Entries taken from a collection
──────────────────────────────
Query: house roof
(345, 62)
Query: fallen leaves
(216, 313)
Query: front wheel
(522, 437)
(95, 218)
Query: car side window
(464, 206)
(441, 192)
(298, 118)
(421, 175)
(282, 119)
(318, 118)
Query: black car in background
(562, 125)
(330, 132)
──────────────────────────────
Restate the entries above, keeping every word intact.

■ **Reply to the exercise**:
Query: house roof
(345, 62)
Query: fallen leaves
(216, 313)
Query: front wheel
(522, 437)
(95, 218)
Query: car side window
(464, 206)
(441, 192)
(298, 118)
(421, 175)
(282, 119)
(318, 118)
Query: black car in background
(562, 125)
(330, 132)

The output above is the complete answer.